(Excerpts from a dataset)

^^^^^^^^^^^^^^^^

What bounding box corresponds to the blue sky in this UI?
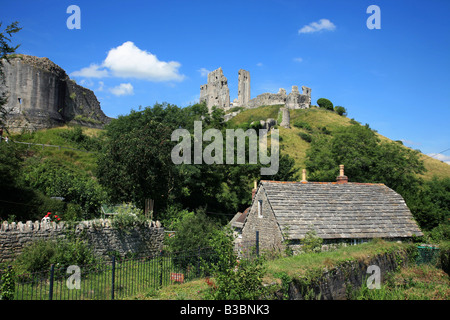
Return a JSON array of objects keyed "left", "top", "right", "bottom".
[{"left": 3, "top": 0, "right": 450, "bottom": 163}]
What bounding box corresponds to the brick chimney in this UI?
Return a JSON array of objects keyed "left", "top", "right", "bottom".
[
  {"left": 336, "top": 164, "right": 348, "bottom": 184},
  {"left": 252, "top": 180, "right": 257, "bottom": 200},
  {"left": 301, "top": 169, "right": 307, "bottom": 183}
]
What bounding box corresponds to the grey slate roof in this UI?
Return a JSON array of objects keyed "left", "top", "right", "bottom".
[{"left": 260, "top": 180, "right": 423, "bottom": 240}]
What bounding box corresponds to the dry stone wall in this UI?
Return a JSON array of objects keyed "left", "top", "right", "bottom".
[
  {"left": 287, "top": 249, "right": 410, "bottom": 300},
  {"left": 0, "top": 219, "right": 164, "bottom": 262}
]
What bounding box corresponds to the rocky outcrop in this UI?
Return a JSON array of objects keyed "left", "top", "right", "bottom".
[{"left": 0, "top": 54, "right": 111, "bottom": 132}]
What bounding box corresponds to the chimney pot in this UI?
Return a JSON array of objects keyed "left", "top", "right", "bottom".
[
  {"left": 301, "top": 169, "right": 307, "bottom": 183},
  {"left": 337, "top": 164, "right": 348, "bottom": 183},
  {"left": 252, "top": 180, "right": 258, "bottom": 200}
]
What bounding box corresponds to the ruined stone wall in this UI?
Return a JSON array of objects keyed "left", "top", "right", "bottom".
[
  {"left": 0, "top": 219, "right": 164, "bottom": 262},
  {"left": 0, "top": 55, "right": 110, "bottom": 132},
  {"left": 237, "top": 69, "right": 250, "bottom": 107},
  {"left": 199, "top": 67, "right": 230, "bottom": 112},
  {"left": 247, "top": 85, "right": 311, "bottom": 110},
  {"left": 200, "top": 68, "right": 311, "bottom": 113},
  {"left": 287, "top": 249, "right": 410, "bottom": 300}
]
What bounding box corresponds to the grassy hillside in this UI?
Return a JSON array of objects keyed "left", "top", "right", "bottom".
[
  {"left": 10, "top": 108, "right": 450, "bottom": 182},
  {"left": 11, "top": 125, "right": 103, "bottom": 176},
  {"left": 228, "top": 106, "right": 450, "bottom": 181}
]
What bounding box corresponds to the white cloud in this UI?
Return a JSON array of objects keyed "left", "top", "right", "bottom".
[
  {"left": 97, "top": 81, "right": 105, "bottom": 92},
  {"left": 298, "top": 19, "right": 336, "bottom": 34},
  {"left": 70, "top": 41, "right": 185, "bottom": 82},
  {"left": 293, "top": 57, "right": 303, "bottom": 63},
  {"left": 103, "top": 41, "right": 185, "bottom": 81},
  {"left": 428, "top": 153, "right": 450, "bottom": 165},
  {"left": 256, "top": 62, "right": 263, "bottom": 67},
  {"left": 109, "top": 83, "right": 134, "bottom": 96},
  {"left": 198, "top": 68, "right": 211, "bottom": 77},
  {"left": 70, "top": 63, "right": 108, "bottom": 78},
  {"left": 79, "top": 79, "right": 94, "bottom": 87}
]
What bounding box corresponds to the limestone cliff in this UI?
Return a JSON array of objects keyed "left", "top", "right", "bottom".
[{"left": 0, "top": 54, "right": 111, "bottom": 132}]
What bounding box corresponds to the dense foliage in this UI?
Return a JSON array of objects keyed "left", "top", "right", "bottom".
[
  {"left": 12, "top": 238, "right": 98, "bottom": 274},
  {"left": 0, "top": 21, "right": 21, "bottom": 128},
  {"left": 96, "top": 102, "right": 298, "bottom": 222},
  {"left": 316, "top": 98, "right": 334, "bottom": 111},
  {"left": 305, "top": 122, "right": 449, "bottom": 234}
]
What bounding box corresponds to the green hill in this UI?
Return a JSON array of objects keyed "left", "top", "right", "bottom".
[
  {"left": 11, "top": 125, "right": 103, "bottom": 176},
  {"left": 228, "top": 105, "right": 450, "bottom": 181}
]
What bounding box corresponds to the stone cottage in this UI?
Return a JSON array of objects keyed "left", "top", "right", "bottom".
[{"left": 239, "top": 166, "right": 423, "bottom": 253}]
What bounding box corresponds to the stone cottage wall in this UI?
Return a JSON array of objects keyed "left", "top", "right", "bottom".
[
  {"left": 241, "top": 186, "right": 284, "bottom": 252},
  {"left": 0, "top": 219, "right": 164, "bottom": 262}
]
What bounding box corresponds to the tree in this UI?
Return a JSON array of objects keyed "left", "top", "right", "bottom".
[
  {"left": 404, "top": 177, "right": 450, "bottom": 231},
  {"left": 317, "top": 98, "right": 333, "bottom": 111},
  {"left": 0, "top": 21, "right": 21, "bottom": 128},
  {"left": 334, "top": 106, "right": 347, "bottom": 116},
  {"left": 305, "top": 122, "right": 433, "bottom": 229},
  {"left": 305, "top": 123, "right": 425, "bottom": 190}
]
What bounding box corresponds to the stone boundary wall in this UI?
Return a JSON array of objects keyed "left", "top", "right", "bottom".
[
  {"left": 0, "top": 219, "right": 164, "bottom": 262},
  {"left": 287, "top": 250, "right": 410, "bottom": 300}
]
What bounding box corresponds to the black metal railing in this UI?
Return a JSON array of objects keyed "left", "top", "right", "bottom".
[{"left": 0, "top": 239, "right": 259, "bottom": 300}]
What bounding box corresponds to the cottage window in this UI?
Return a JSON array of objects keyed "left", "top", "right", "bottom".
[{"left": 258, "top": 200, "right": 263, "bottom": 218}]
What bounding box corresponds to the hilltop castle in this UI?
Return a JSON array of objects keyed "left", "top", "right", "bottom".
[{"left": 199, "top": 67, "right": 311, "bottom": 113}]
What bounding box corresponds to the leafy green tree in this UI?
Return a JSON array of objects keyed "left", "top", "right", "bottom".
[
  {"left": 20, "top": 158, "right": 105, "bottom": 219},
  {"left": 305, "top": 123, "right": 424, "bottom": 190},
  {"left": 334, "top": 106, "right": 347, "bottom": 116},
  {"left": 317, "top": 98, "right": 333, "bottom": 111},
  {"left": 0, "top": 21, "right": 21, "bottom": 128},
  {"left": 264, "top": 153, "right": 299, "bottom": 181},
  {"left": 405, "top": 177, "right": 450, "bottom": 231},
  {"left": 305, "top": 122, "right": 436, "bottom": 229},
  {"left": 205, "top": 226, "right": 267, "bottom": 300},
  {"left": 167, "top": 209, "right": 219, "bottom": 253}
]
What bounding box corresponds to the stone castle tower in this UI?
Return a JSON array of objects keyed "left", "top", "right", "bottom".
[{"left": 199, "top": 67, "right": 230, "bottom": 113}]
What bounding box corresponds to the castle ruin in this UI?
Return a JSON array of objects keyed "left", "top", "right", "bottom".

^^^^^^^^^^^^^^^^

REQUIREMENT -
Each entry is to be output exactly, and no picture is to appear.

ANSWER BOX -
What bounding box corresponds to the blue sky in this UI?
Return a JSON array of objects keyed "left", "top", "right", "bottom".
[{"left": 3, "top": 0, "right": 450, "bottom": 163}]
What bounding box corresponds to the brick chimney in this UI?
Return a JSON array of objects keyed "left", "top", "right", "bottom".
[
  {"left": 336, "top": 164, "right": 348, "bottom": 184},
  {"left": 252, "top": 180, "right": 257, "bottom": 200},
  {"left": 301, "top": 169, "right": 307, "bottom": 183}
]
What bounding box corresponds to the grey slate roof in this UI?
Return a JSON array of objects keyed "left", "top", "right", "bottom".
[{"left": 260, "top": 180, "right": 423, "bottom": 240}]
What bounding box corresponds to the dry stone wall in this UI?
Return a JSON array of objects keyed "left", "top", "right", "bottom".
[
  {"left": 287, "top": 249, "right": 410, "bottom": 300},
  {"left": 0, "top": 219, "right": 164, "bottom": 262}
]
What bounding box corresponds to the rocky outcrop in this UI?
Return a JSON array of objects keyed "left", "top", "right", "bottom".
[{"left": 0, "top": 54, "right": 111, "bottom": 132}]
What bounding box corresponds to the chimney pot in this UI?
Return a JSON array of objects keyed "left", "top", "right", "bottom".
[
  {"left": 301, "top": 169, "right": 307, "bottom": 183},
  {"left": 337, "top": 164, "right": 348, "bottom": 183},
  {"left": 252, "top": 180, "right": 258, "bottom": 200}
]
What bounding box corresponds to the ruined stone wall in this UI?
Return a JSON array of objects keyed "left", "top", "right", "bottom".
[
  {"left": 0, "top": 219, "right": 164, "bottom": 262},
  {"left": 0, "top": 55, "right": 110, "bottom": 132},
  {"left": 237, "top": 69, "right": 250, "bottom": 107},
  {"left": 199, "top": 67, "right": 230, "bottom": 112},
  {"left": 247, "top": 85, "right": 311, "bottom": 110},
  {"left": 200, "top": 68, "right": 311, "bottom": 113},
  {"left": 287, "top": 249, "right": 410, "bottom": 300}
]
What bounding box corresponds to the grassy hillside in this UI?
Return a JSON array of objects keyed "left", "top", "right", "bottom".
[
  {"left": 10, "top": 108, "right": 450, "bottom": 182},
  {"left": 11, "top": 125, "right": 103, "bottom": 176},
  {"left": 228, "top": 106, "right": 450, "bottom": 181}
]
What bounding box corresponds to the white cloud in this UI?
Return a JSON array of objects keyed "left", "top", "right", "bottom".
[
  {"left": 97, "top": 81, "right": 105, "bottom": 92},
  {"left": 298, "top": 19, "right": 336, "bottom": 34},
  {"left": 70, "top": 41, "right": 185, "bottom": 82},
  {"left": 293, "top": 57, "right": 303, "bottom": 63},
  {"left": 103, "top": 41, "right": 185, "bottom": 81},
  {"left": 428, "top": 153, "right": 450, "bottom": 165},
  {"left": 256, "top": 62, "right": 263, "bottom": 67},
  {"left": 109, "top": 83, "right": 134, "bottom": 96},
  {"left": 198, "top": 68, "right": 211, "bottom": 77},
  {"left": 70, "top": 63, "right": 108, "bottom": 78},
  {"left": 79, "top": 79, "right": 94, "bottom": 87}
]
What bounding box corresponds to the limestone cliff in this UI?
Return a JSON array of objects keyed "left", "top", "right", "bottom".
[{"left": 0, "top": 54, "right": 111, "bottom": 132}]
What bounding box corresponds to the dense foliage in this UI?
Return a JSON array of objects keyed "left", "top", "right", "bottom".
[
  {"left": 12, "top": 238, "right": 98, "bottom": 274},
  {"left": 0, "top": 21, "right": 21, "bottom": 128},
  {"left": 96, "top": 102, "right": 298, "bottom": 222},
  {"left": 316, "top": 98, "right": 334, "bottom": 111},
  {"left": 305, "top": 122, "right": 449, "bottom": 234}
]
What bounding box corresponds to the green hill in this UI?
Return a JSON array of objects keyed "left", "top", "right", "bottom".
[
  {"left": 11, "top": 125, "right": 103, "bottom": 176},
  {"left": 228, "top": 105, "right": 450, "bottom": 181}
]
What bounding box corresponds to the stone cottage in this UI?
Return a JSON array of objects keyed "left", "top", "right", "bottom".
[{"left": 239, "top": 166, "right": 423, "bottom": 253}]
What bounding box corresponds to the stone cottage wall in this UI?
Return a JSON array of objects keyed "left", "top", "right", "bottom".
[
  {"left": 241, "top": 186, "right": 284, "bottom": 252},
  {"left": 0, "top": 219, "right": 164, "bottom": 262}
]
What bounding box corresponds to the tree in this UI?
Return a JSON array of objects keyed "left", "top", "right", "bottom".
[
  {"left": 404, "top": 177, "right": 450, "bottom": 231},
  {"left": 317, "top": 98, "right": 333, "bottom": 111},
  {"left": 0, "top": 21, "right": 21, "bottom": 128},
  {"left": 334, "top": 106, "right": 347, "bottom": 116},
  {"left": 305, "top": 122, "right": 433, "bottom": 229},
  {"left": 305, "top": 123, "right": 425, "bottom": 190}
]
What bounding box corresponds to the stone boundary wall in this UI?
Return a JSON array of objects keyed "left", "top", "right", "bottom".
[
  {"left": 0, "top": 219, "right": 164, "bottom": 262},
  {"left": 287, "top": 250, "right": 410, "bottom": 300}
]
What bounding box corresponds to the black metal railing in this UI?
Return a JSON array of objects keyed "left", "top", "right", "bottom".
[{"left": 0, "top": 239, "right": 259, "bottom": 300}]
What bounding box corresponds to the cottage window in this UI?
Return a JSON array of objects keyed "left", "top", "right", "bottom".
[{"left": 258, "top": 200, "right": 263, "bottom": 218}]
What bounding box corresponds to the hilltop castle in this UI?
Return a JSON array of objects keyed "left", "top", "right", "bottom".
[{"left": 199, "top": 67, "right": 311, "bottom": 113}]
What bounding box corresponds to the leafy green tree in this UI?
Return a JSON array of objects keyed "left", "top", "right", "bottom".
[
  {"left": 20, "top": 158, "right": 105, "bottom": 219},
  {"left": 305, "top": 123, "right": 424, "bottom": 190},
  {"left": 334, "top": 106, "right": 347, "bottom": 116},
  {"left": 317, "top": 98, "right": 333, "bottom": 111},
  {"left": 0, "top": 21, "right": 21, "bottom": 128},
  {"left": 264, "top": 153, "right": 299, "bottom": 181},
  {"left": 405, "top": 177, "right": 450, "bottom": 231},
  {"left": 305, "top": 122, "right": 436, "bottom": 229},
  {"left": 205, "top": 226, "right": 267, "bottom": 300},
  {"left": 167, "top": 209, "right": 219, "bottom": 253}
]
What bounding box corresponds to the stone castle tower in this UI?
Return a JSON array of objects keyed "left", "top", "right", "bottom".
[{"left": 199, "top": 67, "right": 230, "bottom": 113}]
What bounding box corresponds to the castle ruin in this UI?
Return a JSON array of objects keyed "left", "top", "right", "bottom".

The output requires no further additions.